◆ Data for the task ◆

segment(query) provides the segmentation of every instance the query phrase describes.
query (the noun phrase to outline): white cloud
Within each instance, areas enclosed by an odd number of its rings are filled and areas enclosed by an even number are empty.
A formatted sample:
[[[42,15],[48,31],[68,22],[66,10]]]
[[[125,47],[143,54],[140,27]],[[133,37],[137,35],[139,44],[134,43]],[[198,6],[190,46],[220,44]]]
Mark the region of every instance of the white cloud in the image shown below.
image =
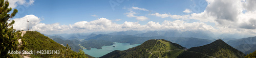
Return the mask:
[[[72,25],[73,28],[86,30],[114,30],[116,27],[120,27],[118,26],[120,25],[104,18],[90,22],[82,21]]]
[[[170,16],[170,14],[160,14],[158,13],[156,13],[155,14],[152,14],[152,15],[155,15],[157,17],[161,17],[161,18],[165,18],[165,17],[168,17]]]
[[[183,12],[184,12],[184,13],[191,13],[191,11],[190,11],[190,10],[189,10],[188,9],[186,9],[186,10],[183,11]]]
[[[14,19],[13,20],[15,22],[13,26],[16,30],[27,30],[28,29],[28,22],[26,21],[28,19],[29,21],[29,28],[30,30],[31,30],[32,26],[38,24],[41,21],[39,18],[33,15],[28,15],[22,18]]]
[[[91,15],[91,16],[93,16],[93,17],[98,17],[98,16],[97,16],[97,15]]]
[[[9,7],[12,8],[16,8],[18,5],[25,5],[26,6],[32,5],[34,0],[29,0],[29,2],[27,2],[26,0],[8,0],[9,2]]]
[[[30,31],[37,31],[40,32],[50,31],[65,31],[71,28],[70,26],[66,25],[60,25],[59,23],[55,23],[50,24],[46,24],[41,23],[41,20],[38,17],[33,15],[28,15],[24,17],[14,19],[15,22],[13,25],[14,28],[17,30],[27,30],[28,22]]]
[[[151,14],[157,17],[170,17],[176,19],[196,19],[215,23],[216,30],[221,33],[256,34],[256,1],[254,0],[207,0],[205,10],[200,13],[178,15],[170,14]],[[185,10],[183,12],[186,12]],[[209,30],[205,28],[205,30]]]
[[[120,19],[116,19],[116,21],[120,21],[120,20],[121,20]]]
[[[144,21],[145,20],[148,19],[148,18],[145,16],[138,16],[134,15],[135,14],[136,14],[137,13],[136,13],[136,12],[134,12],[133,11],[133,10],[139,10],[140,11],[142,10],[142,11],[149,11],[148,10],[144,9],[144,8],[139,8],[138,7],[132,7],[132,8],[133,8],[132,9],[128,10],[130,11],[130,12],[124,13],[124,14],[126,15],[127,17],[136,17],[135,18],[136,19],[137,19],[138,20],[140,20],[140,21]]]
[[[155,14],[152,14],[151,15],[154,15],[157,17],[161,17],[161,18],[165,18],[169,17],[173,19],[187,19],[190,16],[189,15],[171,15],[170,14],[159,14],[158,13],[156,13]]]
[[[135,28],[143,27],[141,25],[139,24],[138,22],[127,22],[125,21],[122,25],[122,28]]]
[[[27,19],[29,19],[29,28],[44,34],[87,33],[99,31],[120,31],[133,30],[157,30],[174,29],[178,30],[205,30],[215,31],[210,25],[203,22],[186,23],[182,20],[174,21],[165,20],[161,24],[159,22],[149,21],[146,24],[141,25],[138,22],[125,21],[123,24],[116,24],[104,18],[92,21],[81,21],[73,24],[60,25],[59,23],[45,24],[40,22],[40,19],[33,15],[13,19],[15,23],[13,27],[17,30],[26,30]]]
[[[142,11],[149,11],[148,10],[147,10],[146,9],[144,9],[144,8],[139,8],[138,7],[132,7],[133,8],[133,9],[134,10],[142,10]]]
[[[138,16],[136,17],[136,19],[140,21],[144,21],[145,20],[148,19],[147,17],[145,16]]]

--

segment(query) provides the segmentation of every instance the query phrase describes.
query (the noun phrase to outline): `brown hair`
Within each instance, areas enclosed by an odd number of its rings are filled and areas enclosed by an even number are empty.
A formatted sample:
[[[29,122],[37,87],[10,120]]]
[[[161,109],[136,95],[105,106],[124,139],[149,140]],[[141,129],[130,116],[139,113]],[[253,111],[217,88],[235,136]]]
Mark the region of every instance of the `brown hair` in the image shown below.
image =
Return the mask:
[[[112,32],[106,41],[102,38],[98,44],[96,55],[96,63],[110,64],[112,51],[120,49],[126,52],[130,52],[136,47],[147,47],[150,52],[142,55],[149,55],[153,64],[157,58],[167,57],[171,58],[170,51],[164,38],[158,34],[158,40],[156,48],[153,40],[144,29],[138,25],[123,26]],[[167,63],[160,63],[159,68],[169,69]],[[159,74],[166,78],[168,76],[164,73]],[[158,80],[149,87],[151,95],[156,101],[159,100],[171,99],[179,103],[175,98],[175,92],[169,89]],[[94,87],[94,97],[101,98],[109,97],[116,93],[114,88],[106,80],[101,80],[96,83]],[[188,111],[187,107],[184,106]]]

==

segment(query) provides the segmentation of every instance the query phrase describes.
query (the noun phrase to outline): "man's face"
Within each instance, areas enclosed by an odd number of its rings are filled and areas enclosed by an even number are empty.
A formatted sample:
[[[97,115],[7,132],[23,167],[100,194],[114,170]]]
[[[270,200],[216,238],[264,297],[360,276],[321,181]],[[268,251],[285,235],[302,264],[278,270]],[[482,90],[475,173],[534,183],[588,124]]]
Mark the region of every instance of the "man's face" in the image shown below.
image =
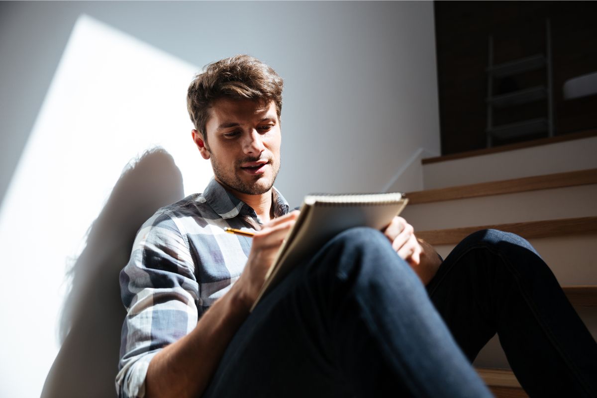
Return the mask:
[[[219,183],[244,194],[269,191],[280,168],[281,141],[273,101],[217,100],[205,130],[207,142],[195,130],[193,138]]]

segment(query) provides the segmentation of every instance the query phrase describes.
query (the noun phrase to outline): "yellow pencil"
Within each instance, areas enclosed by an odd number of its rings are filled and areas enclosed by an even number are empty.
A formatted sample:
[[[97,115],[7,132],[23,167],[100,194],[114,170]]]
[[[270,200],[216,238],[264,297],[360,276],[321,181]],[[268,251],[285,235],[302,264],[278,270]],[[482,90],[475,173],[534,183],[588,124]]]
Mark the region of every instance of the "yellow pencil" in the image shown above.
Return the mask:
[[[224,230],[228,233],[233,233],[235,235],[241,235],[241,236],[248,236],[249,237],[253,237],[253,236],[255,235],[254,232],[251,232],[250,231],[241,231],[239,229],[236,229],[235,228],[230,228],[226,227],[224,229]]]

◆ Stated problem ◆
How many lines in the rows above contain the word "Mark"? Reply with the number alone.

◆ Response for this exercise ◆
4